__ARTICLE__

-*-

I think it’s going to be a long time before there’s another baby in my life. Both boys of my daughter who’s a nurse are in their twenties. The older one and his wife said they’re in no hurry to start a family. They’re happy with their careers. My younger skipped college when he graduated from high school, joined the marines, and is only starting college now. My second daughter in Florida and her husband sent us a picture of their dog and told us it was the only grand anything to expect from them. LOL. And that’s fine.
When HH and I got married, though, he wanted to start a family right away. Me? Not so much. I’d started teaching and loved it. I had enough kids in my classroom every day, and some of them showed up on our front porch steps on the weekends. I could wait to have a kid of my own. First, we waited until I got my Master’s degree. Then we waited for me to sign my fifth contract and get tenure. And then, I signed my sixth contract to get my life license. None of it did me any good, because Indiana changed its laws for teaching, and after I stayed home with my girls until they started school, and then wanted to go back, no one would hire me or anyone with a Masters because they had to pay us more. Go figure. But I made Ansel like HH when he and Jazzi got married, wanting to start a family as soon as possible. Like HH, though, he respects her wishes, so they put it off for a while.

-*-

Write the next part of the post about waiting to start a family, picking up after its final sentence. The items that follow come from a separate source and have no connection to the post about waiting to start a family.

__ENTRIES PROVIDED__

-*-

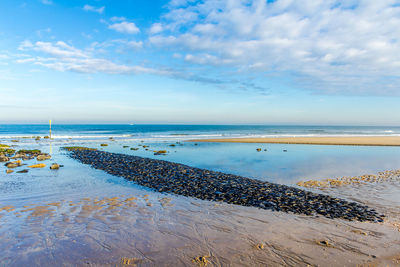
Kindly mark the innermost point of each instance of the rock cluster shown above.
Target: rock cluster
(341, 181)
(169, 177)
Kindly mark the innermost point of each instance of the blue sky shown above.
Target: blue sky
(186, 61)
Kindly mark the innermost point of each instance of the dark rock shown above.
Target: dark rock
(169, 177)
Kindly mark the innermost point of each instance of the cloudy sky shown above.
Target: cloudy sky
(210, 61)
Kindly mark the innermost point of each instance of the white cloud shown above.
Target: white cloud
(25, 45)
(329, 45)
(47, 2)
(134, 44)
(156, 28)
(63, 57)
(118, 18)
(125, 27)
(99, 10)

-*-

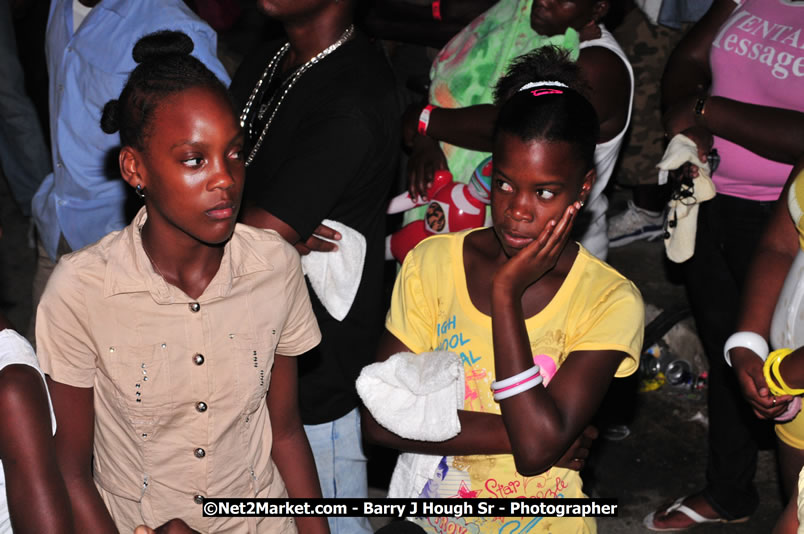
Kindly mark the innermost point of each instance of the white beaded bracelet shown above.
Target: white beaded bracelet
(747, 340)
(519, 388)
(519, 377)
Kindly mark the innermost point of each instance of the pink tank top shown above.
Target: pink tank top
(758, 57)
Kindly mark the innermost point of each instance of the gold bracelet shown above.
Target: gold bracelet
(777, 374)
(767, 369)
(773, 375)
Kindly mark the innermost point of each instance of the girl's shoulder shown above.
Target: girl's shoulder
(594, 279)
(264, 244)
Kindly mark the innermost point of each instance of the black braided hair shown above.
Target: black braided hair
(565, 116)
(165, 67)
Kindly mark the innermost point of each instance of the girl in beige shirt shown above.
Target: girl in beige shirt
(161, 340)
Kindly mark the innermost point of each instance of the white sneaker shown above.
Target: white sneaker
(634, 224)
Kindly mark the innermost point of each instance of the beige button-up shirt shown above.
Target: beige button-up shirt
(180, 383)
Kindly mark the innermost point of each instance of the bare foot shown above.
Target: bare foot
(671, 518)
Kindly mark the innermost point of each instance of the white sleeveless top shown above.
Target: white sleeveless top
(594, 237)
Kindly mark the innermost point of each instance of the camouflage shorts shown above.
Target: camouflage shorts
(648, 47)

-*-

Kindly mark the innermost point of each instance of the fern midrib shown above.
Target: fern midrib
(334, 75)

-*-

__FINAL ANSWER__
At the end of book 7, The Body in the Trench, Jazzi tells Ansel she’s ready. And he’s excited. So excited, he did what HH did. Jazzi woke up every morning to have a thermometer pushed under her tongue. HH kept a chart for the optimum times to get pregnant. And when I finally did test positive, he could finally relax. But that’s where the comparison ends. In book 8, when Jazzi tells Ansel the good news, he’s ecstatic and wants to swaddle her and protect her. She has to fight to be able to keep working on the fixer-upper with him.
My daughter read the first fifty pages of the new book and complained. “I think Ansel would want to tell the world right away. He’d want to choose names and go out to buy baby furniture. He’d get a little crazy.”
She was right, but that’s not the way it happened for me, so that’s not the way I wrote it at first. HH was so sure I was healthy and fine, he didn’t fuss over me much at all. As a matter of fact, when I had our baby, (like any good Hoosier), it was March madness, so HH stayed home the first night to watch his favorite team play. Thankfully, they lost, or I might not have seen him until it was time for him to pick me up. LOL. We both lived through it, but it was dicier for him:)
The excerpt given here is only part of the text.